### Document section
>> START

# Free Camping in Valencia



## HIPPYLADSPAIN (Jun 1, 2011)

I'm Lee originally from Scotland, single, gay and 39 and have recently bought some land and quickly acquired a band of locally abandoned dogs for which I'm trying to build kennels and the like. There is a growing problem in Spain!! It’s very concerning.

This is a kind of 'Good Life' volunteering opportunity!! The plan is to be growing our own food on 3000 square meters of lovely Spanish Campo. Looking and helping to re home the dogs in our care. We are in the heart of Xativa, and 20 mins from Valencia City Centre. I have facilities for camping here so your accommodation will be free together with breakfast each day. We also have a bar onsite with cheap meals and drinks.

If your looking for a challenge this summer and to give something back in a friendly hippy kind of camp then send me your details and the dates you can help. I will gladly collect you from either Alicante or Valencia Airports. 



Lee


----------



## kenspain (Jun 1, 2011)

Hi Lee I am about 30min drive from you how long have you lived there before I moved I lived near Barx to  just outside Alcoy. Ken:cheers:


----------



## ghecco (Jul 5, 2011)

*Free camping*

Hi Lee. I'm Csaba from Hungary. I came across Italy by bicycle and now spending some time in Barcelona and the surroundings. I'm looking for a job in Spain to spend a few months living here experiencing the mediterranean lifestyle. Barcelona is a bit too crowded and also expensive, I was thinking of searching for employment in Valencia, also it's a place I haven't seen before.What you wrote was very interesting for me. I would be glad to help you out and work with you, I just need to get to Valencia. Either I ride there or take a train. Do you still have the option you mentioned? 
I added you as a friend since I couldn't see any further contact details in your profile.
I look forward hearing from you!
Cheers


----------



## DTDog (Jul 6, 2011)

hi Lee.

Good luck with the project.

We go down to Villena to visit family each year. Would love to pop by when we next go down to see how you're doing.


----------



## Danielle (Mar 20, 2018)

*Hey*

HELLO LEE, 

I would be very interested in helping . My name is Danielle I am a teacher, youth worker, very easy going I fly tomorrow to Madrid, the train to Valencia few days after. I have a tent etc. How can we make this happen? I will try to send a second email with some information...

>> END

### Records provided
>> START

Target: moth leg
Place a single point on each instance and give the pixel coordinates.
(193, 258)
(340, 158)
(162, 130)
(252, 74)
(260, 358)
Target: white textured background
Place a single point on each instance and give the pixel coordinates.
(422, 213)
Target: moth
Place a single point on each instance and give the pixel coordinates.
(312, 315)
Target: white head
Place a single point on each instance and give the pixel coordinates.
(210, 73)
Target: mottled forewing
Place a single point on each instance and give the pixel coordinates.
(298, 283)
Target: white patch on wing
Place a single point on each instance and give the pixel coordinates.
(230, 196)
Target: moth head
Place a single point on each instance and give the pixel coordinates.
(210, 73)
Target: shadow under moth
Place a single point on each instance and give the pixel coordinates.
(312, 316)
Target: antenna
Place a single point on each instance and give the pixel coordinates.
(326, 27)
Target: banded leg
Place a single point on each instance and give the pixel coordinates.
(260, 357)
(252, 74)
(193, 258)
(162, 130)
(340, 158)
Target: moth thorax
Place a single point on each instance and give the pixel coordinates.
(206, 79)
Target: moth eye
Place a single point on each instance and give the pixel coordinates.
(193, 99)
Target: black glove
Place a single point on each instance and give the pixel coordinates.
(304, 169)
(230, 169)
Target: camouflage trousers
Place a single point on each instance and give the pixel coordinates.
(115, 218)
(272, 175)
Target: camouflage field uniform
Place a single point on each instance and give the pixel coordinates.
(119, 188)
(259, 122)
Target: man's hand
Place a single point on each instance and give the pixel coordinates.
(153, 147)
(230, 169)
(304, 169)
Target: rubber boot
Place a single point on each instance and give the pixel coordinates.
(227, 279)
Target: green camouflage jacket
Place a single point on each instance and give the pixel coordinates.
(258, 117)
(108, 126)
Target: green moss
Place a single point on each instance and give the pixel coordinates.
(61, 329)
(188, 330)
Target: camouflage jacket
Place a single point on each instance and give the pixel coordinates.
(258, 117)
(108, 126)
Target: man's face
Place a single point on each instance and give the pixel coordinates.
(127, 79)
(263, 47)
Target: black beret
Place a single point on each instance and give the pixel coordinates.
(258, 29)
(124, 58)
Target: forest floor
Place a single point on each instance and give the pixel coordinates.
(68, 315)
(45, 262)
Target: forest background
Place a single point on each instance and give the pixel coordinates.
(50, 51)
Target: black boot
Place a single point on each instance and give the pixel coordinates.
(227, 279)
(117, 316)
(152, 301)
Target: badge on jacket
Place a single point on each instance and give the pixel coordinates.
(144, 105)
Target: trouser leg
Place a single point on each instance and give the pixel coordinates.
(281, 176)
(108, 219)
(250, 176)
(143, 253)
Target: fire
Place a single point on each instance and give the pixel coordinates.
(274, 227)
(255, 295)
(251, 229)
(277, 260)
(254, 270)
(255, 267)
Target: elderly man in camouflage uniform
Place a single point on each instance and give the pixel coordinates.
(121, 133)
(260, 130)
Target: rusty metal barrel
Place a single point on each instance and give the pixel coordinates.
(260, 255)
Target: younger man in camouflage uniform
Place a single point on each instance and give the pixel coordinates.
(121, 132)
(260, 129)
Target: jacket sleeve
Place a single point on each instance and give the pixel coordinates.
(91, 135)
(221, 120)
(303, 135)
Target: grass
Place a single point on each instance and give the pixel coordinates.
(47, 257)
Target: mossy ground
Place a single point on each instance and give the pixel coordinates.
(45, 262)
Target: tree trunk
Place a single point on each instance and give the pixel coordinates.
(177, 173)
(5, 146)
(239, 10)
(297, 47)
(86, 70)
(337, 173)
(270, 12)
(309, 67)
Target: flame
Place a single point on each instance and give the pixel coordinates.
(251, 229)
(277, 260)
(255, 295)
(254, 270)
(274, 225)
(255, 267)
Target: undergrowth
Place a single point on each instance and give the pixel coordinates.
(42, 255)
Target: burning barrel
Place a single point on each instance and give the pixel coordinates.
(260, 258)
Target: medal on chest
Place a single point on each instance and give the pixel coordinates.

>> END

### Direction 1
According to the free camping thread, how far is Lee's land from Valencia City Centre?
### Direction 2
Carry the free camping thread forward from its final post.

### Exercise response 1
20 minutes.

### Exercise response 2
Dani







HIPPYLADSPAIN said:


> I'm Lee originally from Scotland, single, gay and 39 and have recently bought some land and quickly acquired a band of locally abandoned dogs for which I'm trying to build kennels and the like. There is a growing problem in Spain!! It’s very concerning.
> 
> This is a kind of 'Good Life' volunteering opportunity!! The plan is to be growing our own food on 3000 square meters of lovely Spanish Campo. Looking and helping to re home the dogs in our care. We are in the heart of Xativa, and 20 mins from Valencia City Centre. I have facilities for camping here so your accommodation will be free together with breakfast each day. We also have a bar onsite with cheap meals and drinks.
> 
> ...


----------



## Tezza33 (Mar 20, 2018)

Danielle said:


> HELLO LEE,
> 
> I would be very interested in helping . My name is Danielle I am a teacher, youth worker, very easy going I fly tomorrow to Madrid, the train to Valencia few days after. I have a tent etc. How can we make this happen? I will try to send a second email with some information...
> 
> Dani



I don't think you will get a reply from him, the thread is seven years old and he only made one post


----------



## trevskoda (Mar 20, 2018)

Often wonder why people have to state they gay,zif i care but maybe a badge of honer.


----------



## phillybarbour (Mar 21, 2018)

Lee best wishes with such a worthwhile project.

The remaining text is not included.